• ACTION ITEM:
Check every line of the entries below for "Prompts", and copy the lines that have it.
---*---
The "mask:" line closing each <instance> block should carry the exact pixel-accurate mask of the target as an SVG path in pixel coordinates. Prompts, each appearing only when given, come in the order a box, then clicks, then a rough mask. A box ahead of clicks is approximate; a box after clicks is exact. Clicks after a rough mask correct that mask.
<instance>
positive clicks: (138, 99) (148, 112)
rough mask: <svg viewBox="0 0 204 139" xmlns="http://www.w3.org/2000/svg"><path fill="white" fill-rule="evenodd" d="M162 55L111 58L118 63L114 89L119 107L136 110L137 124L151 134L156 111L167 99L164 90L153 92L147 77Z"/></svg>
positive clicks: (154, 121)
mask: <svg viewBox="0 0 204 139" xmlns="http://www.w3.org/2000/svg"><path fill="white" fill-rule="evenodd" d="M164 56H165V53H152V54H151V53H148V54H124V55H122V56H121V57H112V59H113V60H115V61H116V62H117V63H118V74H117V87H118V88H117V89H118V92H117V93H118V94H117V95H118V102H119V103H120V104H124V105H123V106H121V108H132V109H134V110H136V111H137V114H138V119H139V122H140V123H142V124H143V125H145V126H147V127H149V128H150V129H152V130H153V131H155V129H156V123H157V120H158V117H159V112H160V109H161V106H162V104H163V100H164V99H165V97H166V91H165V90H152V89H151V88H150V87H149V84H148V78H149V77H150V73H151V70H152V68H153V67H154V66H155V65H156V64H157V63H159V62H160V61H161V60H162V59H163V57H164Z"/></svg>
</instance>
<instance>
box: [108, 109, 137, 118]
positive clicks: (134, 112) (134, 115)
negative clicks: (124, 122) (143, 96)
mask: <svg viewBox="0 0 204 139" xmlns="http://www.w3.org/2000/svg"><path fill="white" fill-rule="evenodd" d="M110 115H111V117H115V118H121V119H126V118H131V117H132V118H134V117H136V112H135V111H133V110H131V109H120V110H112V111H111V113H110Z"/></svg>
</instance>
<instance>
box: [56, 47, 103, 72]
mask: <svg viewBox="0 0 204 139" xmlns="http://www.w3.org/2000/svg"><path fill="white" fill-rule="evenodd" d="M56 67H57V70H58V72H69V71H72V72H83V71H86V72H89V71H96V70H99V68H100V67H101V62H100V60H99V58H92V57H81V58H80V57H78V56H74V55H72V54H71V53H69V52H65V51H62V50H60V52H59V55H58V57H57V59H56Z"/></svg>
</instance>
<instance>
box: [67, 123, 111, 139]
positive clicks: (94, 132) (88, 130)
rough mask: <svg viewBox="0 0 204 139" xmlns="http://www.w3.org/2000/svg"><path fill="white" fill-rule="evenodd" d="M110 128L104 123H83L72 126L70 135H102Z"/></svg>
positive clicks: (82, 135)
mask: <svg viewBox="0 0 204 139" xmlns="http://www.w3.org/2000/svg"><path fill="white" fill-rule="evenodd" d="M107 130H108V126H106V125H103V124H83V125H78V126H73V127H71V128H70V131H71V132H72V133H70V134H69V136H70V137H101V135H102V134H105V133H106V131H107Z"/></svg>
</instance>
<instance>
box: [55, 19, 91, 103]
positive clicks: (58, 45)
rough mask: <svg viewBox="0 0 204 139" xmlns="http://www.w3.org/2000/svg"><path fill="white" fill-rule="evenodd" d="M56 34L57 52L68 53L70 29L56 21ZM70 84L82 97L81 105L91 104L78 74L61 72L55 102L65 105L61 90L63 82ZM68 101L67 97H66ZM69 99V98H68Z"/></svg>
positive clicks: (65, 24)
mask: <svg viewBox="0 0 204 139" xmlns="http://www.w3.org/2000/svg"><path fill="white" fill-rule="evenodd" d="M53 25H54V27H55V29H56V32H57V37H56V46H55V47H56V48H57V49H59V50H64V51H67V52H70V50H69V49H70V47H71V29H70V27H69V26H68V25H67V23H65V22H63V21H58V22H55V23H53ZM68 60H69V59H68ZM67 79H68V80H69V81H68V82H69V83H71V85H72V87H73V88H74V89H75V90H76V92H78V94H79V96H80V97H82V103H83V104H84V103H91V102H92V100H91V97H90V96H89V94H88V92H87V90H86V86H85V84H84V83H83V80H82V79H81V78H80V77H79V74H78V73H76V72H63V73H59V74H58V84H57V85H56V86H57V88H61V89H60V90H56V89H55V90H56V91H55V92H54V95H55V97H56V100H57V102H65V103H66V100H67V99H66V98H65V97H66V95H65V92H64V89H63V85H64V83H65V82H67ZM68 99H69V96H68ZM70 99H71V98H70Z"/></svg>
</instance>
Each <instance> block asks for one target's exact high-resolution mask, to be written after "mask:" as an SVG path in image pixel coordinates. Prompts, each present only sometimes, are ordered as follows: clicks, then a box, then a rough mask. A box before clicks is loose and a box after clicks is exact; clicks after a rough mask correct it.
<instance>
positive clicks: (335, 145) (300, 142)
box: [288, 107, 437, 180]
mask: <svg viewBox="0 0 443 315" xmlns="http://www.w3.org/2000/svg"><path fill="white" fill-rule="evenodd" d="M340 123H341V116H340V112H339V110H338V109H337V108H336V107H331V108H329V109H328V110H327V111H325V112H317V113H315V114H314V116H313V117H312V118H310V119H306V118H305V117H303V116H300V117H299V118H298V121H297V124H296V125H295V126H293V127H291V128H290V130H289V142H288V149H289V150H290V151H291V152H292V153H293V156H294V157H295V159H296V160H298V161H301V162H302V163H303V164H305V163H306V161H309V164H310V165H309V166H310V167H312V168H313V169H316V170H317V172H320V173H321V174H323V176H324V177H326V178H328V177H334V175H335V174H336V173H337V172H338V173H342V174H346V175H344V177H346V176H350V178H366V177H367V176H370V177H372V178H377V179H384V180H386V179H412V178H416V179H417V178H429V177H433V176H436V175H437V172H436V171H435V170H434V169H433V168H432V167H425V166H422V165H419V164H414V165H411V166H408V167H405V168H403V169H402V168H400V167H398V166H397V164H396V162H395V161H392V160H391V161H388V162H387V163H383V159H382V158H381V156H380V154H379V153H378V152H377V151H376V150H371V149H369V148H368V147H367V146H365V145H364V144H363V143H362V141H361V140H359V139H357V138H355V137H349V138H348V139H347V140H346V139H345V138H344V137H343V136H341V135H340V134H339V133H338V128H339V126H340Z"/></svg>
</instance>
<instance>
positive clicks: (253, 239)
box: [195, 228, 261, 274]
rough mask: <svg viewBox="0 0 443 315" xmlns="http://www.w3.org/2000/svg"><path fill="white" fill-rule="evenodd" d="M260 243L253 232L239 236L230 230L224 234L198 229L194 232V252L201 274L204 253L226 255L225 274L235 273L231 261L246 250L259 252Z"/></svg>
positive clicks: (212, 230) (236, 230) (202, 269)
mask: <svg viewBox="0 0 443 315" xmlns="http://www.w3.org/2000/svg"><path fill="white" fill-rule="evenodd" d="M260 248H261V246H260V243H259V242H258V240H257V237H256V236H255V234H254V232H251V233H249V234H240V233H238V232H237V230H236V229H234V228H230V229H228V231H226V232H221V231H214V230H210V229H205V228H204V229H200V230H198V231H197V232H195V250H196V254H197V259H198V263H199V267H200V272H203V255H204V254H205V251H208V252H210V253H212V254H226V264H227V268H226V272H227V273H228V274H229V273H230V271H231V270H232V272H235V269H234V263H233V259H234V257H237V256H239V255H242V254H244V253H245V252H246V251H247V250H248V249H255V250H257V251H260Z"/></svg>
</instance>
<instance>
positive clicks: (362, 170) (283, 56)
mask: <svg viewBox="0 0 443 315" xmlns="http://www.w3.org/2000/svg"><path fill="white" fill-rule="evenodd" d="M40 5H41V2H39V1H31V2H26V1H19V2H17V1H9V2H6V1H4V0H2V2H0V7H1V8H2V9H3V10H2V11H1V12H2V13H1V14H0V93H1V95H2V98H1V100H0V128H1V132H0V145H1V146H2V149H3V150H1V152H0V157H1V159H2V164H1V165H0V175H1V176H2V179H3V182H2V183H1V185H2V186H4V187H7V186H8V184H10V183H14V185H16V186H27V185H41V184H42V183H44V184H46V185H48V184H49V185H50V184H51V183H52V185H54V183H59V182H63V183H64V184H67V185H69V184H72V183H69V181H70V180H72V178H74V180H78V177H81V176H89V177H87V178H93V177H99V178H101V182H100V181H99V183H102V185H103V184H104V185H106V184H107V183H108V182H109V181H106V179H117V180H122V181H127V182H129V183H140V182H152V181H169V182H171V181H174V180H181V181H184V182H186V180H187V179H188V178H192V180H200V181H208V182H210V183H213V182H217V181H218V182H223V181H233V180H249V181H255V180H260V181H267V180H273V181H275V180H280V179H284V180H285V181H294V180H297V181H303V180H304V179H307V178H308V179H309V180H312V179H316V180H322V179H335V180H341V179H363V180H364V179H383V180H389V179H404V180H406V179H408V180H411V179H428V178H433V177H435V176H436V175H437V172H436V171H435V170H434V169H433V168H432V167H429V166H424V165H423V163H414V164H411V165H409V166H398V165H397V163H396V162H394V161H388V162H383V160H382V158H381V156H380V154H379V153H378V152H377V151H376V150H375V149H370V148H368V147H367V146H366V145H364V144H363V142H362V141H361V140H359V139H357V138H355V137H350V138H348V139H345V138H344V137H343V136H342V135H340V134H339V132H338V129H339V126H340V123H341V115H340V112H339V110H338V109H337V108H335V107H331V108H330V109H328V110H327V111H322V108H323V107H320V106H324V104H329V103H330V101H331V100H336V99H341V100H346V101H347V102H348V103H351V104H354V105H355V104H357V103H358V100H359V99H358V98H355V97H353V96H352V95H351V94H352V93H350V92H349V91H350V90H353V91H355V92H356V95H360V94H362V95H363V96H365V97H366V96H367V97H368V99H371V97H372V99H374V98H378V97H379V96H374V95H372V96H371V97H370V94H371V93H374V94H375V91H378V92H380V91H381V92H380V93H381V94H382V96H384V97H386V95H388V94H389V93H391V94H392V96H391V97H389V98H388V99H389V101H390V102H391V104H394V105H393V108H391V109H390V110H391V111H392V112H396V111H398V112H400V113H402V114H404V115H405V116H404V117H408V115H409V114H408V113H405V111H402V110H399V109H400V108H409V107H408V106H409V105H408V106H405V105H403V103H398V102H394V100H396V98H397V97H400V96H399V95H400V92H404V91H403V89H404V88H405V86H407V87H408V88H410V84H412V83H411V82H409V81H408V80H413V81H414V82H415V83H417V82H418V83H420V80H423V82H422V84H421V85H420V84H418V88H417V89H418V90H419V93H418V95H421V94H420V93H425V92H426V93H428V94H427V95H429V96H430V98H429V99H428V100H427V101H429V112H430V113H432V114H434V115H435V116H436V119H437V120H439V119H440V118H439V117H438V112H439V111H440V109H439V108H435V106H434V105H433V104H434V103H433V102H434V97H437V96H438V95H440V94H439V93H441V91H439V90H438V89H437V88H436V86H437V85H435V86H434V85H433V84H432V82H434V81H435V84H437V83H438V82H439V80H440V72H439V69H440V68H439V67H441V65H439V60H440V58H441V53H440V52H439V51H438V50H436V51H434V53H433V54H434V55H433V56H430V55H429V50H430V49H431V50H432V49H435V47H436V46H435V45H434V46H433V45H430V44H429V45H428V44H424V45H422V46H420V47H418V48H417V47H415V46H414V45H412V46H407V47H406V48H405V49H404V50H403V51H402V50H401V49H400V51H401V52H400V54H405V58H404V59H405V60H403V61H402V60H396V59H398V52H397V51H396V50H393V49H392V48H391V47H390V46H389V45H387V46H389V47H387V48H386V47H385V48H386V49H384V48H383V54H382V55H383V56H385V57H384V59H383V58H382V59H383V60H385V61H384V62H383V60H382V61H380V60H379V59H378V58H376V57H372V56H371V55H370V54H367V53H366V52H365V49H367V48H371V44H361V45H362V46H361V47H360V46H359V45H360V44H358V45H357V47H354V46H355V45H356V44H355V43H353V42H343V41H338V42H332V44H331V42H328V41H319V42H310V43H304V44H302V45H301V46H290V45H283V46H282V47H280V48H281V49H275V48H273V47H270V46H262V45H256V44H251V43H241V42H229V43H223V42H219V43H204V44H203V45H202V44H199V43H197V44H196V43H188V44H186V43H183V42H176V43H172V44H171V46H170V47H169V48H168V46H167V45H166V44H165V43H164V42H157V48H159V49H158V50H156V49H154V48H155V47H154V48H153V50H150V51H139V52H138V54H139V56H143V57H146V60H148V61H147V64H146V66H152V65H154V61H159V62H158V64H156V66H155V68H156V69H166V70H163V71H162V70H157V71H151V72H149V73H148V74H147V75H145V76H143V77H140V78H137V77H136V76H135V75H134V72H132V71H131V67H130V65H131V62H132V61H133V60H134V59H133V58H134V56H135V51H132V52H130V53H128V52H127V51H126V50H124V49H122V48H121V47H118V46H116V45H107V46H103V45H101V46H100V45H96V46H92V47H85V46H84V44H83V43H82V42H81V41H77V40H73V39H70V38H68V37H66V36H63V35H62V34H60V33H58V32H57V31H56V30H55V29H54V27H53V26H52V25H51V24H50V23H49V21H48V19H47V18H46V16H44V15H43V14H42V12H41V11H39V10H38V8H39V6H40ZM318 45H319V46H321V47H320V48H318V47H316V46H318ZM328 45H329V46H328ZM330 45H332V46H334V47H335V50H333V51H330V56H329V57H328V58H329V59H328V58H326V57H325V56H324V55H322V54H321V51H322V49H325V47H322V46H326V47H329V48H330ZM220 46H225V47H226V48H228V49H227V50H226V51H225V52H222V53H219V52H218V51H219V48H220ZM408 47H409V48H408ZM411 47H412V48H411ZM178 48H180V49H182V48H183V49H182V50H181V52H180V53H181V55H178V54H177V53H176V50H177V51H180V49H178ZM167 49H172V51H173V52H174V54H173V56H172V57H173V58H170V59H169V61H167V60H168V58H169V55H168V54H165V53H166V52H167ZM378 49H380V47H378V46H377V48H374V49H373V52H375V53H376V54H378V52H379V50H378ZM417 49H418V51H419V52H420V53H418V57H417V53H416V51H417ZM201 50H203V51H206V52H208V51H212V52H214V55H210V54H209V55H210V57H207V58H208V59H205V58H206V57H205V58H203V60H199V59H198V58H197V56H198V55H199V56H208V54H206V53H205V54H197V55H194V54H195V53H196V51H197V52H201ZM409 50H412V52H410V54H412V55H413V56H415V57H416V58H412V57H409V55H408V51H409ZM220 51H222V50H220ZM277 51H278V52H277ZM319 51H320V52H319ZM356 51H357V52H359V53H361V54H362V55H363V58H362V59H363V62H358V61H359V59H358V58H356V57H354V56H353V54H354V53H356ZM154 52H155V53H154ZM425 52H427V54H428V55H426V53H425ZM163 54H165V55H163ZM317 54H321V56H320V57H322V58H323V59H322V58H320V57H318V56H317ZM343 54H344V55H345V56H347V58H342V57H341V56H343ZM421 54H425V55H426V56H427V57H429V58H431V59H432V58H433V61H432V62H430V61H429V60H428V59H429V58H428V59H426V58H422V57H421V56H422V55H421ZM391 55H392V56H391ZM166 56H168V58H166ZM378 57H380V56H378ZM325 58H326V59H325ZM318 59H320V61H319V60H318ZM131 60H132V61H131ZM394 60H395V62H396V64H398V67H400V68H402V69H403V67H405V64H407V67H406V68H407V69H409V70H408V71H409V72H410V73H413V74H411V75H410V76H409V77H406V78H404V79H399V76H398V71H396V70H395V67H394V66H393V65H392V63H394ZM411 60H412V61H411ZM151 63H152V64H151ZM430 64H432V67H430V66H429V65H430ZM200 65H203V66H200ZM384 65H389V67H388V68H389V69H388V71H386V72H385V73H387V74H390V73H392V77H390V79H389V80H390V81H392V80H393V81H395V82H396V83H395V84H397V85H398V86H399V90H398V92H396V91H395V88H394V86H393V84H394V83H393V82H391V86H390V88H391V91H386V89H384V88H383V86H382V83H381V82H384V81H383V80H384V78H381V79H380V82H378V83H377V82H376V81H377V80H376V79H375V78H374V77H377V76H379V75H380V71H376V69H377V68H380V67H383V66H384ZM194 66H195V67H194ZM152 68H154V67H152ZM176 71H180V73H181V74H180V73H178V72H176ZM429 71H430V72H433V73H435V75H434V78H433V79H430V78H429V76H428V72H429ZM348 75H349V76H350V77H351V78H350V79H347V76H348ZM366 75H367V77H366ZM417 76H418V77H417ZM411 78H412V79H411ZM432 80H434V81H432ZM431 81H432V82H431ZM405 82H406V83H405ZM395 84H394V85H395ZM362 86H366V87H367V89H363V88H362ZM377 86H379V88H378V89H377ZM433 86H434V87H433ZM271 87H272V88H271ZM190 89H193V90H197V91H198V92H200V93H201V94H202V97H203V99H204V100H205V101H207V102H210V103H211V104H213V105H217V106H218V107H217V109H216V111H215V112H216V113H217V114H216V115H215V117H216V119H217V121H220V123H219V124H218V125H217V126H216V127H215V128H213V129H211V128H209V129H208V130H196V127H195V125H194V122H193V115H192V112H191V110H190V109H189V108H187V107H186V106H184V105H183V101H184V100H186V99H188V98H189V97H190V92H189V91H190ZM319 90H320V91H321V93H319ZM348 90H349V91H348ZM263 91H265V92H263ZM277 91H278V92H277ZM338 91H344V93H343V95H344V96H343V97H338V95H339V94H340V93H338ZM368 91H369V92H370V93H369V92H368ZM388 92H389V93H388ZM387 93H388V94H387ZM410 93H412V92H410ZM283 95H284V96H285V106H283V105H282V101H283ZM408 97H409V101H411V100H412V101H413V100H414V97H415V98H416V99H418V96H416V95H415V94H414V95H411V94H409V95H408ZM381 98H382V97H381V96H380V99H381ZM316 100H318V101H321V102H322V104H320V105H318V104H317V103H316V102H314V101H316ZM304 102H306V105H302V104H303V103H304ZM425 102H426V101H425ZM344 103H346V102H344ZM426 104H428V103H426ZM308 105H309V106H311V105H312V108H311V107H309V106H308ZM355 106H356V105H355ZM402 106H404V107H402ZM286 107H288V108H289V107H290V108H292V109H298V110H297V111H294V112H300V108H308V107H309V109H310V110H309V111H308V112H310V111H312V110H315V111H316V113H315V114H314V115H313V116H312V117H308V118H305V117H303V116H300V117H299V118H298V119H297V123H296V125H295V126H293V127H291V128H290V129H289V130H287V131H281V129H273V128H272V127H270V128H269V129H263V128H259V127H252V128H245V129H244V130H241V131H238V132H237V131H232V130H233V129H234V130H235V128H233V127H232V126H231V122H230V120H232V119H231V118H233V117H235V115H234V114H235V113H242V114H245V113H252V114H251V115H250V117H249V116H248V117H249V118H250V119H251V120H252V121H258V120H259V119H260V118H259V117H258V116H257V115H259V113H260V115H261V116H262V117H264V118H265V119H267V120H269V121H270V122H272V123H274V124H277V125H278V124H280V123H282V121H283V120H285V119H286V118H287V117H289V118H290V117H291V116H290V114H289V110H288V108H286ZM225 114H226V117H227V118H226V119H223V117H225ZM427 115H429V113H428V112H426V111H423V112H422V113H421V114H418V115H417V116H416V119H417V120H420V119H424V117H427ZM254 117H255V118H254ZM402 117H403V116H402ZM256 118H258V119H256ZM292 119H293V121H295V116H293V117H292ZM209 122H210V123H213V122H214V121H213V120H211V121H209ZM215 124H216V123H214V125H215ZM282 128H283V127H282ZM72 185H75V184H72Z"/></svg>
---*---
• PROBLEM SOLUTION:
The "mask:" line closing each <instance> block should carry the exact pixel-accurate mask of the target as an SVG path in pixel coordinates. Prompts, each appearing only when given, come in the order a box, then clicks, then a rough mask. A box ahead of clicks is approximate; a box after clicks is exact. Clicks after a rough mask correct that mask.
Each <instance> block asks for one target's exact high-resolution mask, to be written after "mask:" as an SVG path in image pixel coordinates. Prompts, each present only sometimes, are ordered as follows: clicks, then a box, then a rough mask. A box before clicks is loose and a box after clicks is exact; clicks after a rough mask correct it.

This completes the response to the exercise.